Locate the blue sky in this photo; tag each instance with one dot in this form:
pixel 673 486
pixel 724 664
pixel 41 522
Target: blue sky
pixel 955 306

************

● WHAT THE EXERCISE ASKS
Your response should consist of the full listing, exactly as written.

● OUTPUT OF THE EXERCISE
Locate the blue sky in this photo; tag each instance with one dot in this form:
pixel 673 486
pixel 724 664
pixel 41 522
Target: blue sky
pixel 955 306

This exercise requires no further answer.